ЦЕЛЬ ЗАДАНИЯ
Воспроизведите дословно и целиком отрывок о канонах и самовыражении в искусстве.

У них другая эстетика — эстетика, основанная на самовыражении при отсутствии канонов, при отсутствии мастерства, вот я теперь занимаюсь эпохой Ивана Грозного, изучаю старые иконы — они всегда создавались строго по канону. Рублевские иконы тоже создавались по канону!
А особенно теперь, когда истоптано все на земле, в том числе и культура, возродиться можно только через каноны.
— Вы хотите исключить из художественного творчества элемент самовыражения?
— Нет, разумеется. Но оно же повсюду преобладает над мастерством! Бывают периоды, когда отсутствует самовыражение. Однако теперь оно господствует. И при этом становится очень легко жить дилетантам! Этот процесс начался в 60-е. Ушел Пастернак… Кто остался? Уже не было никого. И новые люди пришли на разрушении всеобщем, на таком анархичном восприятии. Это при том, что среди них были люди талантливые — Войнович, Аксенов… Но у них у всех — другая эстетика.

[Исходные записи]
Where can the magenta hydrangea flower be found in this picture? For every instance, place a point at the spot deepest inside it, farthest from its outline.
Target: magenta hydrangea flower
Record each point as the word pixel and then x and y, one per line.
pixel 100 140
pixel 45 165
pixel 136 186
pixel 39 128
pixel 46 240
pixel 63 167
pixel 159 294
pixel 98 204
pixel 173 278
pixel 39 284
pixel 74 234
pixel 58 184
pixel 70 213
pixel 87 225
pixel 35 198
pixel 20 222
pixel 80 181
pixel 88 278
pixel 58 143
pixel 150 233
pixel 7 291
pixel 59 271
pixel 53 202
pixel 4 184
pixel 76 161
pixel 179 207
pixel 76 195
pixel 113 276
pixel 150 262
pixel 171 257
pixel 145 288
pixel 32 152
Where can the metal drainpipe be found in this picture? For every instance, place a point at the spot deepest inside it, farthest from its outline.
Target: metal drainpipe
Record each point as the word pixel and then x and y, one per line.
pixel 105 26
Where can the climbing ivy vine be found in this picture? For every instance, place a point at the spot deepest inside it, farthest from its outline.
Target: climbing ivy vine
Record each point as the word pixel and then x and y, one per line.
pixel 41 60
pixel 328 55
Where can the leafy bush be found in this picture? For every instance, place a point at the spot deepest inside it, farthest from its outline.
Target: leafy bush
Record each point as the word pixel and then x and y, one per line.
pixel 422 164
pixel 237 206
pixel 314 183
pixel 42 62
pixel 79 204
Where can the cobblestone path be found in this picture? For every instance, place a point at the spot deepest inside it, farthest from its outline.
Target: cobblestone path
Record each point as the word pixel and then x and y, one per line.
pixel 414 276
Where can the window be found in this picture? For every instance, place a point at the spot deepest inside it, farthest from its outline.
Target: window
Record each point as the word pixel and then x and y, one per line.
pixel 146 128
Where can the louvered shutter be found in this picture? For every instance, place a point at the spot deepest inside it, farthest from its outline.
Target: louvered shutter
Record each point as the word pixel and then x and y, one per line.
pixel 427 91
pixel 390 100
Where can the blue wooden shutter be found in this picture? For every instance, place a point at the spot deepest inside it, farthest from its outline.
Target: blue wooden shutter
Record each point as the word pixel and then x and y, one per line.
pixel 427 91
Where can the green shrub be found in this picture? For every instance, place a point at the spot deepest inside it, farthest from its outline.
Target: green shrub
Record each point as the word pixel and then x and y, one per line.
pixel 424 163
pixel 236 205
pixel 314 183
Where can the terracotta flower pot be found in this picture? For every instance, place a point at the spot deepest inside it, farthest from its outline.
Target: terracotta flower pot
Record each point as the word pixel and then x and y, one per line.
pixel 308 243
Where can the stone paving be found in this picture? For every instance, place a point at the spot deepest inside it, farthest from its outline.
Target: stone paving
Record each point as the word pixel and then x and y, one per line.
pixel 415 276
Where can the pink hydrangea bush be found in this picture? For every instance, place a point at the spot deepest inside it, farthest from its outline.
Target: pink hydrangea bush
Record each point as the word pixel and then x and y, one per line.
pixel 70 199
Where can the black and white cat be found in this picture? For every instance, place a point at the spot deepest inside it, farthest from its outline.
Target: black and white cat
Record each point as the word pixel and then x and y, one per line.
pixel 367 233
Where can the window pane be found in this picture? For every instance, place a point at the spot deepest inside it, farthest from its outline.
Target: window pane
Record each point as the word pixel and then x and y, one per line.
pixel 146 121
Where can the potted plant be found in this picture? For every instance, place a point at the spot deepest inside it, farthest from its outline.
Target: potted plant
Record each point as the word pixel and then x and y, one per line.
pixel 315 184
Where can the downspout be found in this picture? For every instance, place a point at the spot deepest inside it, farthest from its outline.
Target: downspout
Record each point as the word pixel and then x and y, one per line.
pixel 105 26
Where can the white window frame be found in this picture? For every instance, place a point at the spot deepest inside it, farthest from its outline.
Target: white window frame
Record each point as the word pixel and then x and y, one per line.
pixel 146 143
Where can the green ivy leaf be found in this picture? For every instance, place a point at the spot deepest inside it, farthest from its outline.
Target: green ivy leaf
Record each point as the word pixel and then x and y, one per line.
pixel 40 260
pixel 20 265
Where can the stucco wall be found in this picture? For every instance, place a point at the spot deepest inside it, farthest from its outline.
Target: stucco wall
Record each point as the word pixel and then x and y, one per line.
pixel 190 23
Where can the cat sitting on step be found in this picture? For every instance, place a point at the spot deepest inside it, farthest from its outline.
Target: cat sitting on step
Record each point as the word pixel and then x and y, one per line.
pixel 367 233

ВЫПОЛНЕННОЕ ЗАДАНИЕ
У них другая эстетика — эстетика, основанная на самовыражении при отсутствии канонов, при отсутствии мастерства, вот я теперь занимаюсь эпохой Ивана Грозного, изучаю старые иконы — они всегда создавались строго по канону. Рублевские иконы тоже создавались по канону!
А особенно теперь, когда истоптано все на земле, в том числе и культура, возродиться можно только через каноны.
— Вы хотите исключить из художественного творчества элемент самовыражения?
— Нет, разумеется. Но оно же повсюду преобладает над мастерством! Бывают периоды, когда отсутствует самовыражение. Однако теперь оно господствует. И при этом становится очень легко жить дилетантам! Этот процесс начался в 60-е. Ушел Пастернак… Кто остался? Уже не было никого. И новые люди пришли на разрушении всеобщем, на таком анархичном восприятии. Это при том, что среди них были люди талантливые — Войнович, Аксенов… Но у них у всех — другая эстетика.